* **Passage shown**:
## BEGIN
The liquid fraction is calculated knowing the balance of the enthalpy H. The enthalpy of a material is computed as a sum of sensible enthalpy h and the latent heat content $\mathrm{\Delta }H$

$$\begin{array}{c}\hfill H=h+\mathrm{\Delta }H\end{array}$$

(1)

where sensible enthalpy h is defined as follows

$$\begin{array}{c}\hfill h=h_{ref}+{\int }_{T_{ref}}^T{c}_p\mathrm{d}T\end{array}$$

(2)

$h_{ref}$ and $T_{ref}$ are reference to enthalpy and temperature, respectively, and $c_p$ is specific heat at constant pressure. Regarding the liquid fraction, it is defined in the following manner:

$$\beta \left(T\right)=\{\begin{array}{ll}0& \mathrm{i}\mathrm{f} T<T_{solidus}\\ \hfill \frac{T-T_{solidus}}{T_{liquidus}-T_{solidus}}& \mathrm{i}\mathrm{f} T_{solidus}<T<T_{liquidus}\\ 1& \mathrm{i}\mathrm{f} T>T_{liquidus}\end{array}$$

(3)
## END
* **Supplied entries**:
## BEGIN
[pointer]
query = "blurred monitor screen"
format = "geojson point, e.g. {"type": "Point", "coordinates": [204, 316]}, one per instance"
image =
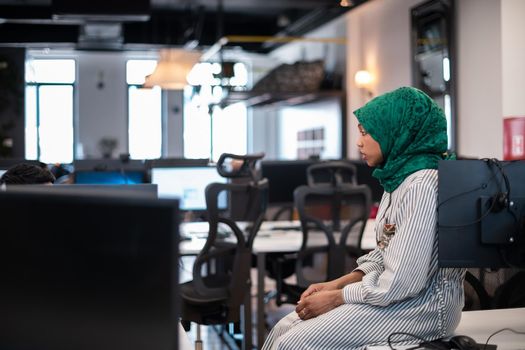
{"type": "Point", "coordinates": [110, 177]}
{"type": "Point", "coordinates": [88, 272]}
{"type": "Point", "coordinates": [188, 184]}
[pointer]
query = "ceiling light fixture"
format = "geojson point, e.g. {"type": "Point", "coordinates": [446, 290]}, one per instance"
{"type": "Point", "coordinates": [363, 79]}
{"type": "Point", "coordinates": [172, 69]}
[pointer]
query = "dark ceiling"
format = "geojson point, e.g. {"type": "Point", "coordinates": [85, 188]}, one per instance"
{"type": "Point", "coordinates": [142, 24]}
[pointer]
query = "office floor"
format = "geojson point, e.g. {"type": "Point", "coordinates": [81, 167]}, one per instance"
{"type": "Point", "coordinates": [210, 337]}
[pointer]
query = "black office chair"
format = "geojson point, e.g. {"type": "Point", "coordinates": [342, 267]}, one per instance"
{"type": "Point", "coordinates": [331, 172]}
{"type": "Point", "coordinates": [332, 212]}
{"type": "Point", "coordinates": [221, 272]}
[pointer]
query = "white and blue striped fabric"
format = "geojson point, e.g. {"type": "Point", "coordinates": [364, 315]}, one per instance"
{"type": "Point", "coordinates": [403, 289]}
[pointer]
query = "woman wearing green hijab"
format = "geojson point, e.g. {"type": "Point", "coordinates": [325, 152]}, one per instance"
{"type": "Point", "coordinates": [398, 287]}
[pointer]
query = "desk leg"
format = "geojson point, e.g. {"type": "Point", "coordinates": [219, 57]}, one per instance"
{"type": "Point", "coordinates": [247, 322]}
{"type": "Point", "coordinates": [261, 272]}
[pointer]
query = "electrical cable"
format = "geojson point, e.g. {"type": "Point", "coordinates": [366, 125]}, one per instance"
{"type": "Point", "coordinates": [423, 341]}
{"type": "Point", "coordinates": [499, 331]}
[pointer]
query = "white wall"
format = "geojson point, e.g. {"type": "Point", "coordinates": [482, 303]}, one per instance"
{"type": "Point", "coordinates": [513, 57]}
{"type": "Point", "coordinates": [378, 34]}
{"type": "Point", "coordinates": [101, 112]}
{"type": "Point", "coordinates": [479, 94]}
{"type": "Point", "coordinates": [490, 64]}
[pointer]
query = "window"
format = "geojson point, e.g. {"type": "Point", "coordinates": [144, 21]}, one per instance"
{"type": "Point", "coordinates": [210, 130]}
{"type": "Point", "coordinates": [49, 110]}
{"type": "Point", "coordinates": [144, 112]}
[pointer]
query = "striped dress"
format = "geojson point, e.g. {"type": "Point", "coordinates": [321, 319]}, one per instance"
{"type": "Point", "coordinates": [403, 290]}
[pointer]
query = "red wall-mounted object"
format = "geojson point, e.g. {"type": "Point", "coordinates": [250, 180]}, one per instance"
{"type": "Point", "coordinates": [514, 138]}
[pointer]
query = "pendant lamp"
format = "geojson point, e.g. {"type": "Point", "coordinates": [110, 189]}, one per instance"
{"type": "Point", "coordinates": [172, 68]}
## END
* **Things to do**:
#1 For the passage on liquid fraction and enthalpy, decide whether each statement agrees with it. Answer yes or no, and quote the words that settle it.
(a) A material's enthalpy is the sum of its sensible enthalpy and its latent heat content.
(b) The symbol c_p stands for specific heat at constant volume.
(c) The liquid fraction is calculated from the balance of entropy.
#2 Answer these questions from the passage on liquid fraction and enthalpy.
(a) What do h_ref and T_ref refer to?
(b) What value does the liquid fraction take when the temperature is above the liquidus temperature?
(c) Which numbered equation defines sensible enthalpy h?
Base your answers only on the passage on liquid fraction and enthalpy, not on the entries.

* **Exercise solutions**:
#1
(a) Yes: "The enthalpy of a material is computed as a sum of sensible enthalpy h and the latent heat content"
(b) No: "specific heat at constant pressure"
(c) No: "The liquid fraction is calculated knowing the balance of the enthalpy H."

#2
(a) They are reference values for enthalpy and temperature, respectively.
(b) The liquid fraction is 1.
(c) Equation (2) defines it.